Written request 1: Retype the earnings remarks below, from "Core revenue, excluding" up to and including "professional services expense.".

Document text:
──────

With that, I will wrap up my comments, noting that the uncertain economic environment has only gotten more pessimistic over the past few months. Still, Banner’s credit culture is one that is designed for success through all business cycles. Our underwriting has remained consistent even through the last extended economic expansion. Our loan portfolio continues to be diversified by both product type and geography and is granular in nature. We continue to have a solid reserve for loan losses and robust capital.

And most importantly, our clients have continued to perform well as reflected in our credit metrics. In short, we are well positioned to move through the next phase of this economic cycle.

With that, I’ll turn the microphone over to Peter for his comments. Peter?

Peter Conner

Thank you, Jill, and good morning, everyone.

As discussed previously and as announced in our earnings release, we reported net income of $48 million or $1.39 per diluted share for the second quarter compared to $44 million or $1.27 per diluted share for the first quarter. The $0.12 increase in earnings per share was due to an increase in net interest income and noninterest income, partially offset by provision expense this quarter.

Core revenue, excluding gains and losses on securities, changes in fair value of financial instruments carried at fair value, and gains on the sale of sold branches increased $10.7 million from the prior quarter due to an increase in net interest income. Core noninterest expenses, which exclude Banner Forward, debt extinguishment and M&A-related expenses increased $2.5 million due to higher compensation, fraud losses and professional services expense.

──────

Input:

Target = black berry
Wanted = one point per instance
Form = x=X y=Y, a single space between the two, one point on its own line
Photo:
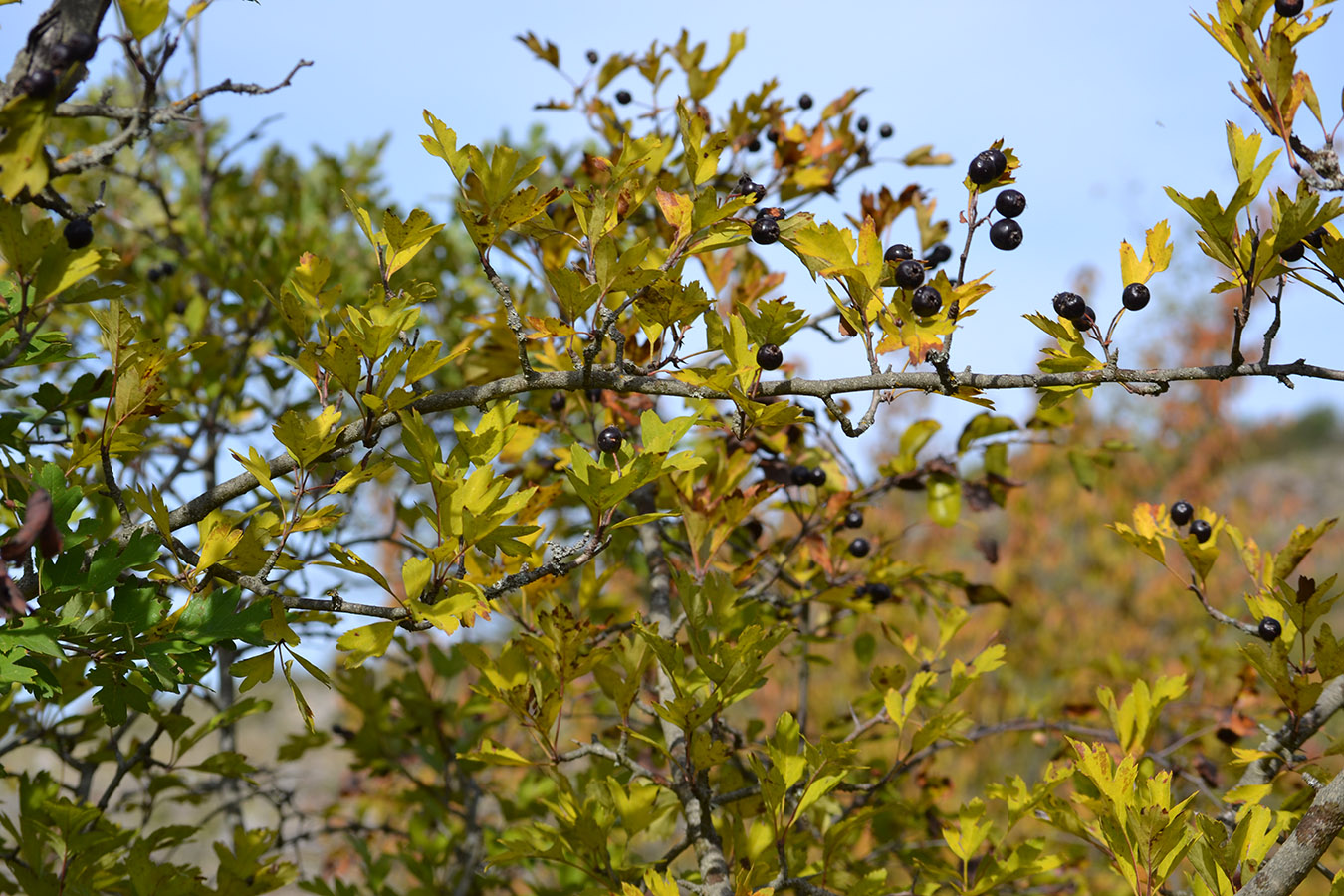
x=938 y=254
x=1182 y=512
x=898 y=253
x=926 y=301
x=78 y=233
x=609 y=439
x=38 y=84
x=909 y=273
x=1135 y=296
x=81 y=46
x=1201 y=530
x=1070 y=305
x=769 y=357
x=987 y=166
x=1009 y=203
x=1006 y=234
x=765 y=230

──────

Written request 2: Pull out every line of the entries above that contains the string "point".

Exercise solution 1:
Core revenue, excluding gains and losses on securities, changes in fair value of financial instruments carried at fair value, and gains on the sale of sold branches increased $10.7 million from the prior quarter due to an increase in net interest income. Core noninterest expenses, which exclude Banner Forward, debt extinguishment and M&A-related expenses increased $2.5 million due to higher compensation, fraud losses and professional services expense.

Exercise solution 2:
Wanted = one point per instance
Form = x=X y=Y, a single space between the two, one point on its own line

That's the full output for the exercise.